**** Dataset content ****

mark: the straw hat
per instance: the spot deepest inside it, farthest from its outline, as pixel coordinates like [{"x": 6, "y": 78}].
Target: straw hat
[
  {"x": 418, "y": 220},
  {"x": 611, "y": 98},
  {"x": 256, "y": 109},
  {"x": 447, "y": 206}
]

****

• _Instruction_: Reproduce the listing above line for line, with nothing changed.

• _Reply_:
mark: the straw hat
per instance: the spot deepest inside it, farthest from its outline, as pixel coordinates like [{"x": 6, "y": 78}].
Target: straw hat
[
  {"x": 418, "y": 220},
  {"x": 611, "y": 98},
  {"x": 256, "y": 109},
  {"x": 447, "y": 206}
]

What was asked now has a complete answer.